_TEXT EXCERPT_.

“Nonexistence Seems Preferable”: Post-Truth, Feed Identity, and the NPC Afterlife in Neal Stephenson’s “Fall; or, Dodge in Hell”

By Jonathan P. LewisJuly 7, 2019

“Nonexistence Seems Preferable”: Post-Truth, Feed Identity, and the NPC Afterlife in Neal Stephenson’s “Fall; or, Dodge in Hell”

Fall; or, Dodge in Hell by Neal Stephenson

NEAL STEPHENSON WRITES big novels full of big ideas. He employs large casts of characters, and epic, violent opening scenes dominate his body of work. From The Big U (1984) through 2017’s The Rise and Fall of D.O.D.O. (co-written with Nicole Galland), Stephenson has engaged major disruptions in technological praxis and large-scale social and economic problems. His new novel, Fall; or, Dodge in Hell, is no different; at 877 pages, it is a big novel, and it engages big ideas like collective consciousnesses, cryptocurrencies, digital networks, artificial intelligence, augmented reality (AR)/virtual reality, social and civil disintegration, and the law. In addition to its bigness, Fall is also, on the whole, Stephenson’s most entertaining work since Anathem (2008).

Fall is a compelling sequel to the dour Clancy-esque Reamde (2011), and it appears to complete the Waterhouse-Shaftoe-Forthrast saga that includes Cryptonomicon (1999) and The Baroque Cycle (2003–’04). Familiar characters (such as Enoch Root) return, and, like these earlier works, Fall’s plot is bifurcated into two worlds; one is our reality (called “Meatspace”), and the other is an augmented virtual reality for the deceased (called “Bitworld”).

Because Bitworld is in many ways a play on the Greek and Roman myths of creation and the “Titanomachia” (a theme from Cryptonomicon) as well as Genesis and Milton’s Paradise Lost, questions of morality, ethics, and epistemological conflicts naturally arise. In the novel, the main character from Reamde, Richard “Dodge” Forthrast, the billionaire creator of an immensely popular massively multiplayer online role-playing game (MMORPG) called T’Rain, dies during a routine medical procedure; he has his brain cryogenically preserved until its entire connectome can be electronically scanned and its axons and dendrites “reactivated.” Dodge awakens in the chaos of Bitworld with most of the same powers his godlike character “Egdod” had in Reamde. In Bitworld, as Egdod, he creates vast territories and massive buildings, and (with the help of the initial 15 or so other brains scanned and added to Bitworld) he generates biomes, plants and animals, weapons, and crafts.

Life, such as it is in the digital world, is pleasant enough. Egdod and his coterie of first beings construct a digital world that slowly becomes more populated by other creators. Book Two of Fall is a work of high fantasy that very much knows it is a work of fantasy — the narrative unfolds as a titanic battle between different creative visions for Bitworld (but given that all the inhabitants are already dead and can be rebooted if they “die” again, it sometimes doesn’t feel like the stakes are actually very high). Conflict, if not sin, enters the novel beginning with the reading of Dodge’s will. Vast sums of money are spent by the Forthrast family in conjunction with the Waterhouse-Shaftoe family on research and development to perfect the technologies needed to fulfill the will.

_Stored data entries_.
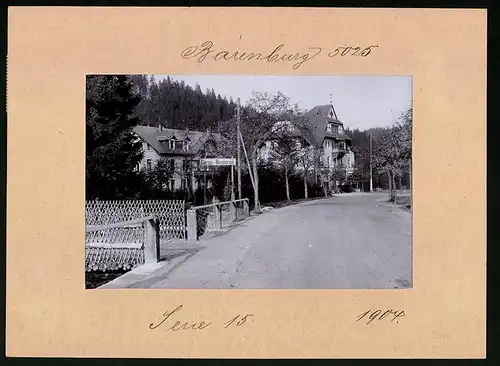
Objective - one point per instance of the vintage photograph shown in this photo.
(248, 182)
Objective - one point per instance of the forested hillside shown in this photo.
(177, 105)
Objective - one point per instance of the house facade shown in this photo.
(324, 134)
(328, 133)
(182, 149)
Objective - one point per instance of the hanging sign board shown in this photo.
(219, 162)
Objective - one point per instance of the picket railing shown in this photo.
(214, 216)
(171, 214)
(112, 247)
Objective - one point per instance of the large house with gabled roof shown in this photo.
(182, 148)
(322, 130)
(327, 133)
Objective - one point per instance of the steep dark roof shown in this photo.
(154, 137)
(318, 119)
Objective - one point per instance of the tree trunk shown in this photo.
(256, 186)
(306, 195)
(390, 185)
(395, 188)
(286, 184)
(410, 186)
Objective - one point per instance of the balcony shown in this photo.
(339, 149)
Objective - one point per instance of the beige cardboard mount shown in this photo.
(49, 312)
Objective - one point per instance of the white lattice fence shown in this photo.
(170, 213)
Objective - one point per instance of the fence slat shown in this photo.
(171, 215)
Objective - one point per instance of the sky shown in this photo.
(360, 101)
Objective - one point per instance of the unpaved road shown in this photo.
(348, 241)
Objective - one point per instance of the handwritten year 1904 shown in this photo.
(371, 315)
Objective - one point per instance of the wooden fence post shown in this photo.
(192, 228)
(151, 241)
(233, 209)
(246, 209)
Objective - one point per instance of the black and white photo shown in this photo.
(248, 182)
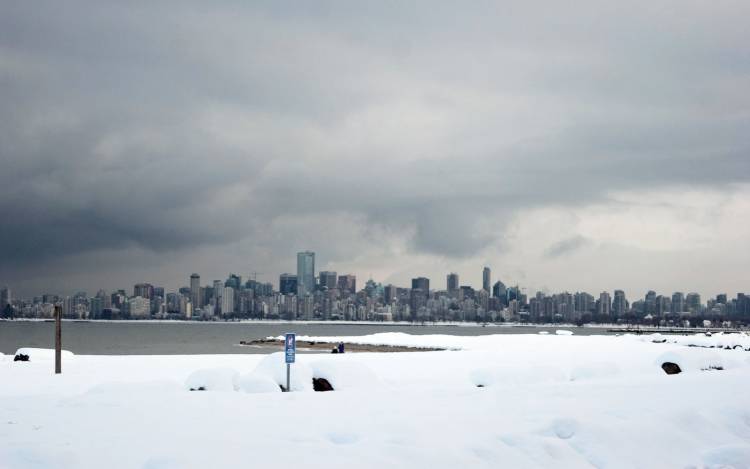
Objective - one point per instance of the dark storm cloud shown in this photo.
(566, 246)
(171, 126)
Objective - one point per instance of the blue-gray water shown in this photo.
(133, 338)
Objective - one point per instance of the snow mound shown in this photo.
(695, 360)
(255, 383)
(515, 375)
(273, 367)
(657, 338)
(345, 374)
(213, 379)
(43, 354)
(729, 456)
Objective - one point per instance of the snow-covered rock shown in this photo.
(273, 367)
(691, 360)
(344, 373)
(213, 379)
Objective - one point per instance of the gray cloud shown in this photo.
(182, 126)
(566, 246)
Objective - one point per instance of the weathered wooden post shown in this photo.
(58, 340)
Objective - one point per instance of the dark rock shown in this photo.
(321, 384)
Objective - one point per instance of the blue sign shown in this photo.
(290, 347)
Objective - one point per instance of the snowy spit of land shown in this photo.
(554, 400)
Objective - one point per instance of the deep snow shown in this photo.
(544, 401)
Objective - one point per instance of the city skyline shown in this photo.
(406, 141)
(305, 261)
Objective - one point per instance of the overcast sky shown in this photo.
(586, 145)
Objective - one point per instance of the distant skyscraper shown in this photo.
(227, 301)
(328, 280)
(620, 304)
(287, 284)
(234, 281)
(693, 301)
(452, 283)
(305, 272)
(390, 294)
(195, 291)
(604, 305)
(218, 291)
(420, 283)
(144, 290)
(347, 283)
(5, 298)
(678, 302)
(650, 302)
(498, 291)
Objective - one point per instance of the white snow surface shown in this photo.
(544, 401)
(43, 354)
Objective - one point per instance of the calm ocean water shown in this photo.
(153, 338)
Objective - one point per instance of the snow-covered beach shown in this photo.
(490, 401)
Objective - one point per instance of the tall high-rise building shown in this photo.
(650, 302)
(305, 272)
(227, 301)
(619, 304)
(678, 302)
(499, 291)
(348, 283)
(328, 280)
(452, 282)
(486, 282)
(144, 290)
(287, 284)
(6, 298)
(195, 291)
(390, 294)
(693, 302)
(420, 283)
(234, 281)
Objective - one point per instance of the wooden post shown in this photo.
(58, 340)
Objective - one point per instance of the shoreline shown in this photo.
(312, 346)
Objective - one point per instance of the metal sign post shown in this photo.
(290, 348)
(58, 340)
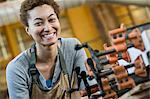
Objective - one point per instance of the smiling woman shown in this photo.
(46, 69)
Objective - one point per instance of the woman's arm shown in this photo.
(17, 81)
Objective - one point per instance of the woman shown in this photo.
(46, 70)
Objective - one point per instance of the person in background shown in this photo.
(47, 69)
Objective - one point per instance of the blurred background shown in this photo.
(87, 20)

_BRIEF 1_. According to the review, how many pages long is Fall; or, Dodge in Hell?
_BRIEF 2_. Please update the passage of the review starting at "Life, such as" and ending at "fulfill the will.", changing "titanic battle" to "fierce battle".
The material has no connection to the review.

_FINAL ANSWER 1_. 877 pages

_FINAL ANSWER 2_.
Life, such as it is in the digital world, is pleasant enough. Egdod and his coterie of first beings construct a digital world that slowly becomes more populated by other creators. Book Two of Fall is a work of high fantasy that very much knows it is a work of fantasy — the narrative unfolds as a fierce battle between different creative visions for Bitworld (but given that all the inhabitants are already dead and can be rebooted if they “die” again, it sometimes doesn’t feel like the stakes are actually very high). Conflict, if not sin, enters the novel beginning with the reading of Dodge’s will. Vast sums of money are spent by the Forthrast family in conjunction with the Waterhouse-Shaftoe family on research and development to perfect the technologies needed to fulfill the will.